### TRECHO DO DOCUMENTO
Com a perspectiva da volta ativa da vida normal, o Dom Dom passou por uma reforma para, em 2022, ressurgir como uma casa cultural. Hoje, o casarão conta com eventos próprios, mas também fica disponível para trabalhos diversos com coletivos, instituições, marcas, professores, músicos e produtores.
Essa multiplicidade de produções faz com que o São Dom Dom se torne um lugar singular em Niterói, atraindo pessoas de diferentes faixas etárias. Desde crianças, sagazes pelas atividades feitas no espaço, até membros da terceira idade, sedentos pelas lembranças boêmias de quando o lugar ainda se denominava bar, o Dom Dom se enche em dias diversos com sua ampla rede de programações.
Grande parte dos eventos são realizados de maneira bem acessível, buscando viabilizar a promoção da arte para todos. Alguns projetos são gratuitos, outros cobram ingressos em valores pequenos ou então fazem a sugestão de uma ‘entrada colaborativa’, em que o frequentador contribui com quanto pode ou acha que deve pagar.
Bruno Sol, de 24 anos, atual responsável pela casa cultural, retrata a concepção do que o São Dom Dom busca ser: “A cultura é sobre os diversos choques, de diversos cenários que acontecem, e sobre fazer as pessoas se encontrarem. E isso pode ser feito usando o entretenimento ou não. E o que a gente faz aqui é justamente uma função cultural da cidade, que é fazer as pessoas se encontrarem e, é claro, usando a melhor qualidade de entretenimento para isso. […] O rolê aqui é música boa, lugar pra sentar, amizades, conhecer pessoas e realizar encontros. A gente funciona nessa perspectiva de ser acessível e ter uma programação variada para poder receber os tipos de pessoas mais variados possíveis”.

### DADOS PARA ANÁLISE
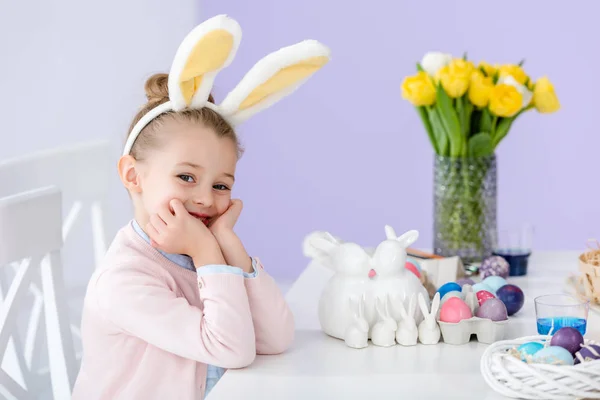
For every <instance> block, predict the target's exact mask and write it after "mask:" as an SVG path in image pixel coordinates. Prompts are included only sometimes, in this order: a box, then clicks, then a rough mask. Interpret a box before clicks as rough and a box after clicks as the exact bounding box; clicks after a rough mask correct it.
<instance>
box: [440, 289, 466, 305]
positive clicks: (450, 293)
mask: <svg viewBox="0 0 600 400" xmlns="http://www.w3.org/2000/svg"><path fill="white" fill-rule="evenodd" d="M451 297H458V298H459V299H461V300H462V298H463V296H462V292H459V291H456V290H451V291H449V292H446V294H445V295H444V297H442V298H441V299H440V304H444V303H445V302H446V301H447V300H448V299H449V298H451Z"/></svg>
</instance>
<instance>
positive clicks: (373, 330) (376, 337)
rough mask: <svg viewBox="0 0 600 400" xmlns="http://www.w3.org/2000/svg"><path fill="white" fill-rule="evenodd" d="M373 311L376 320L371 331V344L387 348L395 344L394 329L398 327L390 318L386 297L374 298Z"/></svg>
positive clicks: (395, 340)
mask: <svg viewBox="0 0 600 400" xmlns="http://www.w3.org/2000/svg"><path fill="white" fill-rule="evenodd" d="M375 310H376V312H377V316H378V320H377V322H376V323H375V325H373V329H372V331H371V342H372V343H373V344H374V345H376V346H382V347H389V346H393V345H395V344H396V340H395V337H396V329H397V328H398V325H397V324H396V321H394V319H393V318H392V317H391V316H390V313H389V309H388V296H387V295H385V296H384V297H383V299H382V298H380V297H376V298H375Z"/></svg>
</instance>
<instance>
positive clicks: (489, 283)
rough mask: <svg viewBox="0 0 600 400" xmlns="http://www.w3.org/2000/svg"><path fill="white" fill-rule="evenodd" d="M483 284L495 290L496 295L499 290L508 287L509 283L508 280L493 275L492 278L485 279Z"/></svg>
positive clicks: (498, 276)
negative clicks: (504, 286) (507, 286)
mask: <svg viewBox="0 0 600 400" xmlns="http://www.w3.org/2000/svg"><path fill="white" fill-rule="evenodd" d="M481 283H484V284H486V285H488V286H489V287H491V288H492V290H493V292H492V293H496V292H497V291H498V289H500V288H501V287H502V286H504V285H506V284H507V283H508V282H506V279H504V278H503V277H501V276H497V275H492V276H488V277H487V278H485V279H484V280H483V281H481Z"/></svg>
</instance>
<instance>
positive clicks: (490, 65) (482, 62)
mask: <svg viewBox="0 0 600 400" xmlns="http://www.w3.org/2000/svg"><path fill="white" fill-rule="evenodd" d="M477 68H479V69H482V70H483V72H485V75H486V76H490V77H491V76H494V74H495V73H496V68H495V67H493V66H492V65H490V64H488V63H486V62H485V61H480V62H479V65H478V66H477Z"/></svg>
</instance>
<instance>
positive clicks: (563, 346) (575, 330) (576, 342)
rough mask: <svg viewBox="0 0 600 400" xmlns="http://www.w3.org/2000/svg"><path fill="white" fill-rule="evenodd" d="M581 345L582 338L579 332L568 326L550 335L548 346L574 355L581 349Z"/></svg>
mask: <svg viewBox="0 0 600 400" xmlns="http://www.w3.org/2000/svg"><path fill="white" fill-rule="evenodd" d="M582 344H583V336H582V335H581V332H579V331H578V330H577V329H575V328H572V327H570V326H567V327H564V328H560V329H559V330H557V331H556V333H555V334H554V335H552V339H550V346H560V347H562V348H565V349H567V350H569V352H570V353H571V354H572V355H575V353H577V351H579V350H580V349H581V345H582Z"/></svg>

### DESCRIÇÃO DA TAREFA
Transcreva do trecho sobre o São Dom Dom tudo o que vai de "Grande parte dos" até "que deve pagar.".

### SUA RESPOSTA
Grande parte dos eventos são realizados de maneira bem acessível, buscando viabilizar a promoção da arte para todos. Alguns projetos são gratuitos, outros cobram ingressos em valores pequenos ou então fazem a sugestão de uma ‘entrada colaborativa’, em que o frequentador contribui com quanto pode ou acha que deve pagar.